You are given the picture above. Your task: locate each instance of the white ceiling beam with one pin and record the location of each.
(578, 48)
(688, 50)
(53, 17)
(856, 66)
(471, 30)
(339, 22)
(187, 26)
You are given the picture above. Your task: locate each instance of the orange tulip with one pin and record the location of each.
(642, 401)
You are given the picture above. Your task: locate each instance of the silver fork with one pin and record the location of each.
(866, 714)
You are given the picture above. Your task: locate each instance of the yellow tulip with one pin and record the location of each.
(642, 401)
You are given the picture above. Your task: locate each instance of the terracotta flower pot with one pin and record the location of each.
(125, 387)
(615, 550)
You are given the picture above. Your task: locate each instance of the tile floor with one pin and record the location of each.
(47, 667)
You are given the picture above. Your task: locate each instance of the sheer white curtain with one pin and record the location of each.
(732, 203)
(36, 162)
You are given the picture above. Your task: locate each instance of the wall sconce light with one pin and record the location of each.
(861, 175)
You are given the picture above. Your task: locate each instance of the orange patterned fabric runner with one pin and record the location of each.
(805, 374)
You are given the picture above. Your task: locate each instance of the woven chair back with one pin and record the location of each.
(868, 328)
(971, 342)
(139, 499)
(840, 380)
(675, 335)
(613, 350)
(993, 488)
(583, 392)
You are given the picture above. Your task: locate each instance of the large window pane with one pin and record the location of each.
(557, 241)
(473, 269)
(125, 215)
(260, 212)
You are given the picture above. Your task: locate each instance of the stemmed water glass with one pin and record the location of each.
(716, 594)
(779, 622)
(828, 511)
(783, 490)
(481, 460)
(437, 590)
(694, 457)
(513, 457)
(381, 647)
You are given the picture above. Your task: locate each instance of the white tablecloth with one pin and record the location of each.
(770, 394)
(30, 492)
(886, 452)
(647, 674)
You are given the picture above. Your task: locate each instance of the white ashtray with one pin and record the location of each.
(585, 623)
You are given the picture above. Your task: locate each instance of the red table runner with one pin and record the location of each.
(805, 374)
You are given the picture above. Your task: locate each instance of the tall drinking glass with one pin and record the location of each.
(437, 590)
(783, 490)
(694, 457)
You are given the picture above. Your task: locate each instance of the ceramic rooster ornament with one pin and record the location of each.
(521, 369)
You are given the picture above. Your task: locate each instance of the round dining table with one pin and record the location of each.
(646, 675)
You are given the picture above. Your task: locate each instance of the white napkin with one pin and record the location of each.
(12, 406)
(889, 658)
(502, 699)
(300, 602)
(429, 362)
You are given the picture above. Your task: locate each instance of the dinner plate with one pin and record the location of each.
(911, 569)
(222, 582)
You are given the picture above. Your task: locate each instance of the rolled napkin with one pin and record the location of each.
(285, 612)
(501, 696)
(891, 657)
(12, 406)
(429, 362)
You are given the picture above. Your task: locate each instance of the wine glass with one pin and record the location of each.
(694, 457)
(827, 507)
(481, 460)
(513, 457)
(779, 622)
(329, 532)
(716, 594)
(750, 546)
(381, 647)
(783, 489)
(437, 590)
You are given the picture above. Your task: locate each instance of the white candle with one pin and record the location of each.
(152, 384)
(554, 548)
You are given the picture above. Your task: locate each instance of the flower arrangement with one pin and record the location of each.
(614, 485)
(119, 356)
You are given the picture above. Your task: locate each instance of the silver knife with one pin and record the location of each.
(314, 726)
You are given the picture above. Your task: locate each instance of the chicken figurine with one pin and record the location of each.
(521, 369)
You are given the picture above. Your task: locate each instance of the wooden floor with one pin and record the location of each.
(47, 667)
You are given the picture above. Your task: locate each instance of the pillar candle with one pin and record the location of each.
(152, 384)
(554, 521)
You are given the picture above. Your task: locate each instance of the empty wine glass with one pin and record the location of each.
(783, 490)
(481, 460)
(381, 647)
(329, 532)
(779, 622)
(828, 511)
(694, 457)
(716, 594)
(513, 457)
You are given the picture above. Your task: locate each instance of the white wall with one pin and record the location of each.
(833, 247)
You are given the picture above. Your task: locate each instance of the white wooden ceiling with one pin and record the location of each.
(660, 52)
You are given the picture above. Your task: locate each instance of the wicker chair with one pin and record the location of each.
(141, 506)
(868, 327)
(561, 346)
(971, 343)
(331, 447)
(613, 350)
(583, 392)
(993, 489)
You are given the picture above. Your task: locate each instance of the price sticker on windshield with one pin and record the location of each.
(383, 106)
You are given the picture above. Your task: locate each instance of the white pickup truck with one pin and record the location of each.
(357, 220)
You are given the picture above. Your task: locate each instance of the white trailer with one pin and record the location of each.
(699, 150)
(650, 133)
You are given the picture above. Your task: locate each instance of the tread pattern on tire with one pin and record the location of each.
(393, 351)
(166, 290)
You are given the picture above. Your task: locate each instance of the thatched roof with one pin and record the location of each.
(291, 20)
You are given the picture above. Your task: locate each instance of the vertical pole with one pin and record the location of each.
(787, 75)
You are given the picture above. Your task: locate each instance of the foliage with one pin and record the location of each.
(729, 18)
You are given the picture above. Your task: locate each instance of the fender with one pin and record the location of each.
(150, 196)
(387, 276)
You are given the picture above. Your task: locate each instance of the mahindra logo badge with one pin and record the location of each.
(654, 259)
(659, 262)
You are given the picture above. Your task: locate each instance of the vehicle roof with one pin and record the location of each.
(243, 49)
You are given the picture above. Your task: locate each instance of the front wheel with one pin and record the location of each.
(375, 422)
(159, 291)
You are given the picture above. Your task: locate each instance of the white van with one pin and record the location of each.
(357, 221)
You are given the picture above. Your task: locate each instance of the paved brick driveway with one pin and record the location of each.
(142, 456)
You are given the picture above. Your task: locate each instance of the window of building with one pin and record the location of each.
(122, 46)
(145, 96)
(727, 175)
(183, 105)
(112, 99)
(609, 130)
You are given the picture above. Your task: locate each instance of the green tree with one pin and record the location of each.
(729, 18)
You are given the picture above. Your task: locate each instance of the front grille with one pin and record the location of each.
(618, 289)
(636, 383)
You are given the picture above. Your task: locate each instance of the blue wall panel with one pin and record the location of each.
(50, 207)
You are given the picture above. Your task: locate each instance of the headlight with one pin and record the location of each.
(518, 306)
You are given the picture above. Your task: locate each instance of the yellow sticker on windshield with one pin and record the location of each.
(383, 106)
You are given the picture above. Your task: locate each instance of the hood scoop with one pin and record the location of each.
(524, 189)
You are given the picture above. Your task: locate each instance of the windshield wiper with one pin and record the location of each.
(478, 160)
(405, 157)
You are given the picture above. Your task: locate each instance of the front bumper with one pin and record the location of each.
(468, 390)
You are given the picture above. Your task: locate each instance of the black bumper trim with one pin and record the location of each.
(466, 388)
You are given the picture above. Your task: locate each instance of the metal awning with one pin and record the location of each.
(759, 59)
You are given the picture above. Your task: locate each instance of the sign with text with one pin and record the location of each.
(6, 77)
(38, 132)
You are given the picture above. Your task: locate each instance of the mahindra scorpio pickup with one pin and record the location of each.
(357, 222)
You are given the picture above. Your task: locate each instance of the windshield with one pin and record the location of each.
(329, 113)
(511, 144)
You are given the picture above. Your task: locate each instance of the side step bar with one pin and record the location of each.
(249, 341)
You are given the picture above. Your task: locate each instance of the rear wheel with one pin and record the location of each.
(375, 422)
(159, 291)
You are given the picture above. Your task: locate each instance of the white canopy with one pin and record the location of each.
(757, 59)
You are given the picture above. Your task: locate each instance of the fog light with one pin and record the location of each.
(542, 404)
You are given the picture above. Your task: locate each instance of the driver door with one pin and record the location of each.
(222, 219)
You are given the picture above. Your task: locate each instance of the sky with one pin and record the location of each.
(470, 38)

**Task to complete**
Transcribe all of the data so that each line matches the source exactly.

**Response area**
You are given the picture above. Your task: locate each instance of the white ceiling beam with one pin and record the location of each.
(578, 48)
(688, 50)
(53, 17)
(856, 66)
(471, 30)
(339, 22)
(187, 26)
You are given the picture above. Your task: locate each instance of the orange tulip with one pin and record the location of each.
(642, 401)
You are given the picture above. Your task: locate each instance of the silver fork with one pin and record the location of each.
(866, 714)
You are given the picture above. Your task: locate each instance of the yellow tulip with one pin and record the location of each.
(642, 401)
You are given the picture above. Your task: locate each instance of the terracotta flower pot with one pin and record the location of each.
(125, 387)
(615, 550)
You are given the picture above. Your task: locate each instance of the tile floor with one pin and record the location of each.
(47, 667)
You are given the picture above. Your task: locate each instance of the sheer white curtain with one pin and record the location of each.
(732, 203)
(36, 162)
You are given the picture above. Your task: locate each instance of the wall sconce light with one pin and record the location of each.
(861, 175)
You are given the picture above. Your task: locate each instance of the orange patterned fabric runner with one pin and record the location of each.
(805, 374)
You are given the picture above. Your task: locate each instance of the woven chair back with one pin and record the location of each.
(868, 328)
(971, 342)
(139, 499)
(840, 380)
(675, 335)
(613, 350)
(993, 488)
(583, 392)
You are given the picture above. Your task: locate each instance of the large window pane with one pin and record the location of each.
(557, 241)
(473, 269)
(125, 215)
(260, 212)
You are given the picture above. Your task: locate each instance of the stemmed water glass with one pin and record the location of each.
(716, 594)
(779, 622)
(828, 511)
(783, 490)
(481, 460)
(437, 590)
(694, 457)
(513, 457)
(381, 647)
You are given the picture above. Your task: locate each instance of the white tablecloth with one pin and record the location of each.
(770, 394)
(30, 492)
(886, 452)
(647, 674)
You are given the picture above. Your task: locate each instance of the white ashtray with one pin and record the location of each.
(585, 623)
You are given the picture above. Your task: locate each instance of the red table runner with one pin and record the location of each.
(805, 374)
You are given the picture above. Your task: locate each instance of the tall drinking glass with one pin and record the location of each.
(437, 590)
(783, 490)
(694, 457)
You are given the picture above. Your task: locate each instance of the ceramic rooster ornament with one pin and record the location of each.
(521, 369)
You are given the picture above. Your task: locate each instance of the round dining table with one pin and record the location of each.
(646, 675)
You are given the picture above. Your task: locate each instance of the white napkin with one pin and record the location of each.
(12, 406)
(889, 658)
(502, 699)
(300, 602)
(429, 362)
You are given the picture above. Your task: locate each instance of the dinner plate with one pin and record the location of each.
(911, 569)
(222, 582)
You are given the picture above. Your task: locate each instance of the rolled napkin with one pin and record the location of each.
(285, 612)
(501, 696)
(891, 657)
(12, 406)
(429, 362)
You are given the picture above. Your task: locate each instance of the wine glass with one pin and record the location of each.
(694, 457)
(827, 507)
(481, 460)
(513, 457)
(779, 622)
(329, 532)
(716, 594)
(750, 546)
(381, 647)
(783, 489)
(437, 590)
You are given the picture above. Your task: locate each instance of the white candle with one pin and record the location of each.
(152, 384)
(554, 548)
You are given the picture above. Your task: locate each instance of the flower arrangement with one pin and record the location of each.
(614, 485)
(119, 356)
You are given the picture above. Your task: locate each instance of the silver knife with one pin and record the location of each.
(314, 726)
You are given the picture above. Your task: locate each instance of the chicken figurine with one pin and record the location of each.
(521, 369)
You are given the picture above. Your task: locate each instance of the wooden floor with one pin and record the location of each.
(47, 667)
You are given the picture above. Your task: locate each instance of the pillar candle with one pin and record the location of each.
(152, 384)
(554, 521)
You are given the picture above. Your task: locate each instance of the empty wine glass with one pin and record the location of each.
(783, 490)
(481, 460)
(381, 647)
(329, 532)
(779, 622)
(828, 511)
(694, 457)
(716, 594)
(513, 457)
You are given the picture above. Your task: locate each instance of the white wall with one pin and record the location of each.
(833, 247)
You are given the picture above. Your task: locate each instance of the white wooden ceiling with one pin and record the location of each.
(660, 52)
You are given the picture above. Your task: locate each instance of the wicker chair with one pin and record the location of each.
(141, 506)
(868, 327)
(561, 346)
(971, 343)
(331, 447)
(613, 350)
(583, 392)
(993, 489)
You are given the picture above. Your task: locate each instance of the price sticker on windshield with one pin and record the location of each.
(383, 106)
You are given the picture above. Your task: locate each instance of the white pickup truck with one pin and record the location of each.
(357, 220)
You are given the picture above. Your task: locate each instance of the white trailer with one pin and record the location of each.
(699, 150)
(650, 133)
You are given the picture above. Your task: locate each instance of the tread pattern on tire with one pin and record the location of each.
(393, 351)
(166, 290)
You are given the picture above. Your task: locate each instance of the thatched roof with one pin and record the location of each.
(291, 20)
You are given the picture above. Your task: locate each instance of the vertical pole with one pin and record the location of each.
(787, 75)
You are given the picture above. Your task: locate each instance of the foliage with one pin and record the location of each.
(729, 18)
You are given the picture above. Your task: locate each instance of the fender with one pin and record the location of each.
(150, 196)
(387, 276)
You are given the picture above. Your task: locate each instance of the mahindra logo badge with one pin and record the location of each.
(654, 259)
(659, 262)
You are given the picture above. Your task: locate each instance of the vehicle roof with one pin and record the location of each.
(243, 49)
You are given the picture above. Your task: locate each instance of the front wheel with one pin and record the location of each.
(375, 422)
(159, 291)
You are given the picture above. Your task: locate each instance of the white van with one pin and record the location of each.
(357, 221)
You are given the picture above. Your task: locate each instance of the paved brick driveway with one pin and record the location of each.
(142, 456)
You are given the picture above. Your task: locate each instance of the window of building with one pin and record the location of each.
(122, 46)
(145, 96)
(727, 175)
(183, 105)
(112, 99)
(609, 130)
You are given the picture above. Your task: locate each instance of the green tree with one pin and record the location of each.
(729, 18)
You are given the picture above. Your task: locate each instance of the front grille with one pin and record the location of each.
(618, 289)
(636, 383)
You are given the picture above. Your task: locate each instance of the blue wall panel with one pin and record the location of each.
(50, 207)
You are given the picture above. Your task: locate each instance of the headlight with one pin and record the location of each.
(518, 306)
You are given the picture above. Your task: locate each instance of the yellow sticker on windshield with one pin and record the location of each.
(383, 106)
You are given the picture above. Your task: locate each instance of the hood scoop with one pin and record the location of each.
(524, 189)
You are given the picture above. Your task: locate each instance of the windshield wiper with one pin and record the location of each.
(478, 160)
(405, 157)
You are given the picture above. Your task: locate each instance of the front bumper with one pin and record the location of each.
(468, 390)
You are given the picture above. Your task: locate each instance of the black bumper trim with one pin and record the location of each.
(466, 388)
You are given the picture above. Your task: locate each instance of the metal awning with one pin and record the location of each.
(759, 59)
You are given the picture above. Your task: locate each instance of the sign with text with one pin and record the location of each.
(6, 77)
(38, 132)
You are given the picture above. Your task: locate each instance of the mahindra scorpio pickup with one pin and record the location of each.
(357, 222)
You are given the picture above. Your task: locate each instance of the windshield with one pin and record the location of each.
(329, 113)
(511, 144)
You are given the picture above. Your task: locate each instance of the side step bar with one pin and record the location of each.
(249, 341)
You are given the picture above. Your task: locate each instance of the rear wheel with one pin and record the location of each.
(375, 422)
(159, 291)
You are given the picture above. Your task: locate each instance of the white canopy with one pin and record the location of each.
(757, 59)
You are given the picture above. Your task: locate each instance of the fog light with one pin and record the location of each.
(542, 404)
You are given the picture above. Your task: locate each instance of the driver door with one pin and record the location of each.
(222, 219)
You are given the picture above. Your task: locate each instance of the sky with one pin and record the location of each.
(470, 38)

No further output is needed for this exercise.